= STATED TASK =
Repeat, without any change, the lines from the one containing "of the woven" through the one containing "[[797, 723]]", including both of those lines.

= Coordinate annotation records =
-------
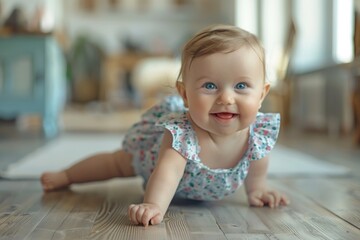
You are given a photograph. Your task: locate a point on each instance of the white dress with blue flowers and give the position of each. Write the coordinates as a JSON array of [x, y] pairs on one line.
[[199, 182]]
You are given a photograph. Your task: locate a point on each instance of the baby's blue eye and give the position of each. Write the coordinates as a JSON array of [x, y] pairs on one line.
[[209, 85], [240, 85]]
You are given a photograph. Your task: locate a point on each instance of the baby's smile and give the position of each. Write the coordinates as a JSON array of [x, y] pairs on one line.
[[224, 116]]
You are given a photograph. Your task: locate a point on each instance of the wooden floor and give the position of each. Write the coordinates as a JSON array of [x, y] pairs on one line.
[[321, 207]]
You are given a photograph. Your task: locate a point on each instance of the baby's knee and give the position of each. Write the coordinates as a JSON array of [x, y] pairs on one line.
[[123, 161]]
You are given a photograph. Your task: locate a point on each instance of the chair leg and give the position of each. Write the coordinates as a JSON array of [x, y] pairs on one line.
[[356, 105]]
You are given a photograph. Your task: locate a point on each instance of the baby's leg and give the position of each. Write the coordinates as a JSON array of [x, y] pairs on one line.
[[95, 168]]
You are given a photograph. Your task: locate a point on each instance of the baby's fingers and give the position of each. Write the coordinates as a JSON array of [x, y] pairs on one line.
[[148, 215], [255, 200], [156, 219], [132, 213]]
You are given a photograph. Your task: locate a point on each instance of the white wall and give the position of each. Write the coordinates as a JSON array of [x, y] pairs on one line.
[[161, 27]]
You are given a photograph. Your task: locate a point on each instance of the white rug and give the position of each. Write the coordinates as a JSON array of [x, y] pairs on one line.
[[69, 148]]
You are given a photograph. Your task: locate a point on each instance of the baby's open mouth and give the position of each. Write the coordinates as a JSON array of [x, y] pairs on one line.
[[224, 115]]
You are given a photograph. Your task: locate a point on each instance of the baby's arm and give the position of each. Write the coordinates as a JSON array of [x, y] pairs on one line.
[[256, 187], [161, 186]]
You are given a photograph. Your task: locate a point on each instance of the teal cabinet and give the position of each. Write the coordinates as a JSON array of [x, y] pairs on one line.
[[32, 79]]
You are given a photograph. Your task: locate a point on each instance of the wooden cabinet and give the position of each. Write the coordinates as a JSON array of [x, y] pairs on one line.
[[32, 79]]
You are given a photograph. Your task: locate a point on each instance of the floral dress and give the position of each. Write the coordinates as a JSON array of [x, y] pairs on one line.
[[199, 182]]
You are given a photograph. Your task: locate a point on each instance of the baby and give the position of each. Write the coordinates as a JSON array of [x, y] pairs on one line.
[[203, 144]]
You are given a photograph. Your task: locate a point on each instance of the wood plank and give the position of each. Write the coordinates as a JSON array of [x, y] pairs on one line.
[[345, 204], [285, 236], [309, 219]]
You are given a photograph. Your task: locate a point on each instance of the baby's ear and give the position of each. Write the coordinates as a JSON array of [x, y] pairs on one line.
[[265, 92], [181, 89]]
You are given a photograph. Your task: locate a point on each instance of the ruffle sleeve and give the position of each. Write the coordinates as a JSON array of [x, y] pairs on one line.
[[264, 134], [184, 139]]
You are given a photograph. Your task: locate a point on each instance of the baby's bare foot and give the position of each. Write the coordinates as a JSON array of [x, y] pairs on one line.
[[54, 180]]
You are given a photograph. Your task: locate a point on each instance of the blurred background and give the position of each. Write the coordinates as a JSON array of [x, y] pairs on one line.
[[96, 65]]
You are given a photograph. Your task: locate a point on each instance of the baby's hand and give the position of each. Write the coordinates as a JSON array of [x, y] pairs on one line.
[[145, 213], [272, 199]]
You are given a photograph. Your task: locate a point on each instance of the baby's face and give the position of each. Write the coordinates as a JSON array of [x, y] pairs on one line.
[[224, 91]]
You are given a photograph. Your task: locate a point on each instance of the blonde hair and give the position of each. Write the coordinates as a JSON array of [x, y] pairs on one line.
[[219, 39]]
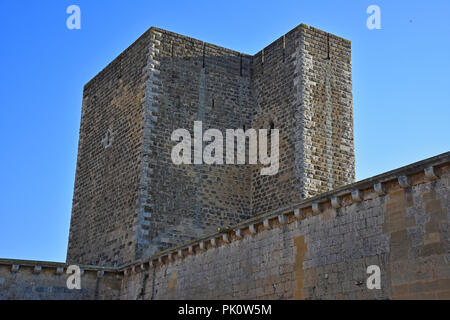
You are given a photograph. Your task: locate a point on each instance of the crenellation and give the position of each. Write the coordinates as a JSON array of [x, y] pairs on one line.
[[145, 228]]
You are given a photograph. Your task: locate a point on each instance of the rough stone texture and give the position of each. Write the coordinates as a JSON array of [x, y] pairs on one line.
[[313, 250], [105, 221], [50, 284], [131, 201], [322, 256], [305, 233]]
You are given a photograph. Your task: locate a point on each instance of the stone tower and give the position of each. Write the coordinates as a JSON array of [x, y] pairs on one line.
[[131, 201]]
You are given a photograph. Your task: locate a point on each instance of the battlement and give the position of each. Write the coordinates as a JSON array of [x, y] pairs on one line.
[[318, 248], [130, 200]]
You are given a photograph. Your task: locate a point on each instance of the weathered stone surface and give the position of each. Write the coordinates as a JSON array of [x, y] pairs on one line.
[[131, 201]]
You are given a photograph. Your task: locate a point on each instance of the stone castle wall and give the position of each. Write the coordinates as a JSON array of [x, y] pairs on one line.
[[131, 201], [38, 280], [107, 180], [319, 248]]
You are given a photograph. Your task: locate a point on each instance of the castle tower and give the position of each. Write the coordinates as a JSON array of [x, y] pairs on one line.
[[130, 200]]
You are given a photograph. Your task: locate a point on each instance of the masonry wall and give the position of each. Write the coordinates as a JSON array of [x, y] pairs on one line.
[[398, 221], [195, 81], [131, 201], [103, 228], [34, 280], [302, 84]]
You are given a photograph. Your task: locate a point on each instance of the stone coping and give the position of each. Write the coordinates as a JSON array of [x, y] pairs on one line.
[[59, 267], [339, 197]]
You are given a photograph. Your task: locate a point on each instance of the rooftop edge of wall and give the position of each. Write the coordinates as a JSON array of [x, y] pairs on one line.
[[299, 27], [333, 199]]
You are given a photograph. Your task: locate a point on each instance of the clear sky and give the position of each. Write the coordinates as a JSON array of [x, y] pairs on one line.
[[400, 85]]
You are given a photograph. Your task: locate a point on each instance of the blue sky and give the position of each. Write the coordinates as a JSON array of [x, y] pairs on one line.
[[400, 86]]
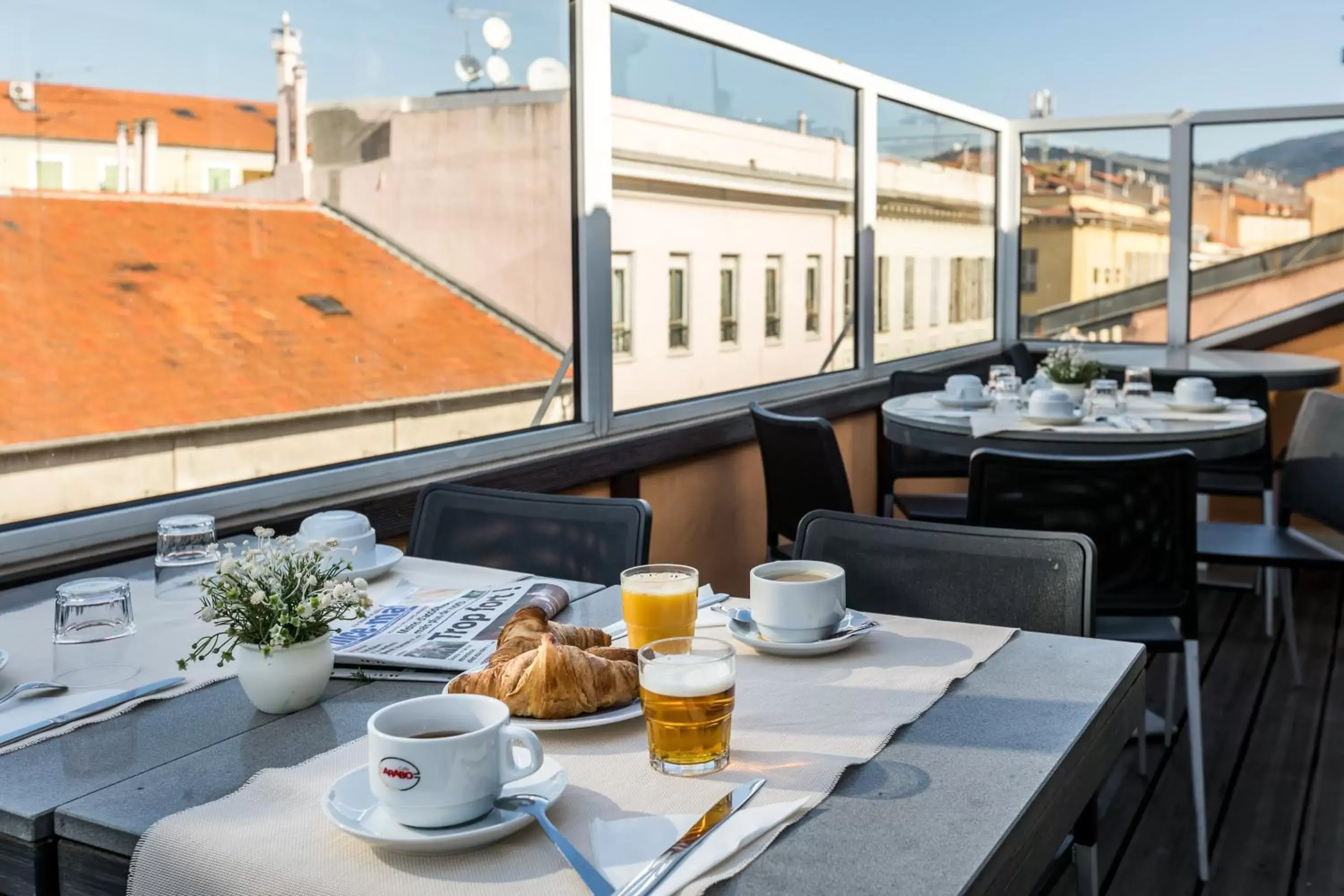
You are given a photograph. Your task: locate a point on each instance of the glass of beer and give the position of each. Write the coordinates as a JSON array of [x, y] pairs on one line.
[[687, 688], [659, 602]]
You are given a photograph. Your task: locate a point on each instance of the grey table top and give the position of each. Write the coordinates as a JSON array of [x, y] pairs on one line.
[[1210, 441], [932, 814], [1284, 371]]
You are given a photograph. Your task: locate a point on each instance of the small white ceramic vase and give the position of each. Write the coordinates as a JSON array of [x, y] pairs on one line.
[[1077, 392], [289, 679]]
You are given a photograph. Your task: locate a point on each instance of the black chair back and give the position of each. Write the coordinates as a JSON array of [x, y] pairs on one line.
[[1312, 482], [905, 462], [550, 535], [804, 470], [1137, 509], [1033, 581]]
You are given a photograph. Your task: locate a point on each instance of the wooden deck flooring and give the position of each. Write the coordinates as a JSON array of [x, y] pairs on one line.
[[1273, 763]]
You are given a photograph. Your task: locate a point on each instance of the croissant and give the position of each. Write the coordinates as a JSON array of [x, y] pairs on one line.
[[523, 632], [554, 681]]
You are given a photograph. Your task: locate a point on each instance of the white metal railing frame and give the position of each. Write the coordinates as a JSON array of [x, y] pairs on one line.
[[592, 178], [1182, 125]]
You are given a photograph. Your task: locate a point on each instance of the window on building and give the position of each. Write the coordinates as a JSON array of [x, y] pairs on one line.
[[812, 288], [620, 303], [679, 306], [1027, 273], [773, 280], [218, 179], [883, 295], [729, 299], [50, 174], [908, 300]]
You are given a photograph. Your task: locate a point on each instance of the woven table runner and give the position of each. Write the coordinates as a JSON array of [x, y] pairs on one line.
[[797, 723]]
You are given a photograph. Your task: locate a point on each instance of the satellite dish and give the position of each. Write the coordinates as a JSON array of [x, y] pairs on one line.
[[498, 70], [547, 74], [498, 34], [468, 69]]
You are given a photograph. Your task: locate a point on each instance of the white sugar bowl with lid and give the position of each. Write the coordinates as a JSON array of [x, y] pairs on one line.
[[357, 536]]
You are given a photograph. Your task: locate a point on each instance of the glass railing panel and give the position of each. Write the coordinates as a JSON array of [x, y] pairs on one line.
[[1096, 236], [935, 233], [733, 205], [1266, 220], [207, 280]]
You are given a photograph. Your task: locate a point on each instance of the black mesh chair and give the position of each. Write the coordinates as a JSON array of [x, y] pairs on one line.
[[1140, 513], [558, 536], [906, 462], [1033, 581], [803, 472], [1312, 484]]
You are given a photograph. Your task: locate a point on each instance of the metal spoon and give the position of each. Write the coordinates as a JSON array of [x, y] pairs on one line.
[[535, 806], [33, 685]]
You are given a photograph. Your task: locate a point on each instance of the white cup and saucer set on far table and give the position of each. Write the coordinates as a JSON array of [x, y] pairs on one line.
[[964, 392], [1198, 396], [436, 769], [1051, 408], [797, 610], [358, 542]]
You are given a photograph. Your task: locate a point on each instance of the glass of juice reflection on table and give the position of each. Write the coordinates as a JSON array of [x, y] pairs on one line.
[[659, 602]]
-------
= RESULT BELOW =
You are given a photograph. Your task: locate a point on each instance of the woven table runner and give the position of each. Write the coordinates as a JSON array of [x, y] pairs on one line.
[[797, 723]]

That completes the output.